begin TEXT PROVIDED
Jiang Ping (; born 1930) is a Chinese legal scholar.  He was the President of China University of Political Science and Law, and a member of the Standing Committee of the National People's Congress.

Biography
Jiang Ping was born in Ningbo, Zhejiang Province, on December 12, 1930.  He was admitted to Yenching University in 1948 and in 1951, he went to Soviet Union to study law science and graduated from Moscow State University in 1956.  After graduation, Jiang Ping joined the faculty of Beijing College of Political Science and Law.

Jiang became the President of China University of Political Science and Law in 1988. He resigned from the office in 1990 for his pro-student position in the 1989 Tiananmen Square protests and massacre. Now Jiang Ping is the Lifetime Professor of China University Of Political Science And Law, and now his professional affiliations includes the head of Beijing Arbitration Commission, the adviser, the arbitrator, the member of committee of experts of China International Economic and Trade Arbitration Commission. He has been to Belgium, Ghent University, the University of Hong Kong, University of Rome II in Italy, Japan's Aoyama Gakuin University, and Columbia University of the United States to give lectures. He was awarded as an honorary Doctor of Laws the University of Ghent, Belgium, Catholic University of Peru and served as Honorary Professor of Law. He also was awarded the outstanding middle-aged and young experts, the honorary title of outstanding teachers nationwide.
end TEXT PROVIDED
→ **INSTRUCTION**
Check each statement against the text on Jiang Ping, answering yes or no and quoting the words of the text that decide it: (a) Jiang Ping graduated from Moscow State University in 1956. (b) Jiang Ping became President of China University of Political Science and Law in 1990. (c) Jiang Ping was born in Ningbo.
begin SUPPLIED ENTRIES
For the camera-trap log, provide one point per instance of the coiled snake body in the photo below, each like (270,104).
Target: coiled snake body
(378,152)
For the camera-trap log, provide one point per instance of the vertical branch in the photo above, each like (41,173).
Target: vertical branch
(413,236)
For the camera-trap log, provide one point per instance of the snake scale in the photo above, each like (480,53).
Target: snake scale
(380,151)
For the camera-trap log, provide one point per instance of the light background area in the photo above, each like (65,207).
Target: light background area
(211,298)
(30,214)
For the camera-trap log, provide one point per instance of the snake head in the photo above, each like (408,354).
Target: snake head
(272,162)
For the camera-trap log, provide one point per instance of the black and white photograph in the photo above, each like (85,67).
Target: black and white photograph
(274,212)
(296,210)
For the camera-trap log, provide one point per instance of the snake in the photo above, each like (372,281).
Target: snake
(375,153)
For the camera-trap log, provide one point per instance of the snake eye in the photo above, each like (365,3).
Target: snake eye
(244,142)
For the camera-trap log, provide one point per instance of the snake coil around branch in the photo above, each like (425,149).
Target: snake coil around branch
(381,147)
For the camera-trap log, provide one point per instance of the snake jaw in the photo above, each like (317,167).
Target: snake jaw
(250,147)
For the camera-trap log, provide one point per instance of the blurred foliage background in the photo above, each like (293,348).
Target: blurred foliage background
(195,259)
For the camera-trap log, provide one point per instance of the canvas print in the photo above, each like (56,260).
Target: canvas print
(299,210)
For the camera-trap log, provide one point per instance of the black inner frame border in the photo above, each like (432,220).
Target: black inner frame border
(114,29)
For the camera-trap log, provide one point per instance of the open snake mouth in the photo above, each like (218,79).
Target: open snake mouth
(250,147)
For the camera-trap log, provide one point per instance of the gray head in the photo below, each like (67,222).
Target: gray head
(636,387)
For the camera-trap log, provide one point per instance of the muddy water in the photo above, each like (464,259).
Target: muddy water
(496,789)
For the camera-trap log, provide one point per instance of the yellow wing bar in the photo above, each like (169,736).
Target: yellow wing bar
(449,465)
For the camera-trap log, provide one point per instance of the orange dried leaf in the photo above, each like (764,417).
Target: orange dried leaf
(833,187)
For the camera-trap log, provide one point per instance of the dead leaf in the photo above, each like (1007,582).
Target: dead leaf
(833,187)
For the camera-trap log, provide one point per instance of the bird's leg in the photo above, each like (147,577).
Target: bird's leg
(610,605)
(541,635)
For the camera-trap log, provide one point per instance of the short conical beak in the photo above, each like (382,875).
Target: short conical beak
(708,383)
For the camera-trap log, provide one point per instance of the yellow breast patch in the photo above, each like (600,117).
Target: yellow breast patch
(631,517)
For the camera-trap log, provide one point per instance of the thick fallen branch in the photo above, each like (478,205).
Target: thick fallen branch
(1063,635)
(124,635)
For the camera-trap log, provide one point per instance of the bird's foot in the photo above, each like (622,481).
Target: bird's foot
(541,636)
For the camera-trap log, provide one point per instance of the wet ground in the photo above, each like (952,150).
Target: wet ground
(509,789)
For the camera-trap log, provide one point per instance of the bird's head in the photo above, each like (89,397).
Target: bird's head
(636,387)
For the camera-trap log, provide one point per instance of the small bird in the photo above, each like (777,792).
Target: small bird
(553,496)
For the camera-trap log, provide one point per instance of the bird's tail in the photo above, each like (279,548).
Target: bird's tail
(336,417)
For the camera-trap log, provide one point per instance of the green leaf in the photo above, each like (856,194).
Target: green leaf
end SUPPLIED ENTRIES
→ **FINAL RESULT**
(a) Yes: "graduated from Moscow State University in 1956"
(b) No: "Jiang became the President of China University of Political Science and Law in 1988."
(c) Yes: "Jiang Ping was born in Ningbo, Zhejiang Province, on December 12, 1930."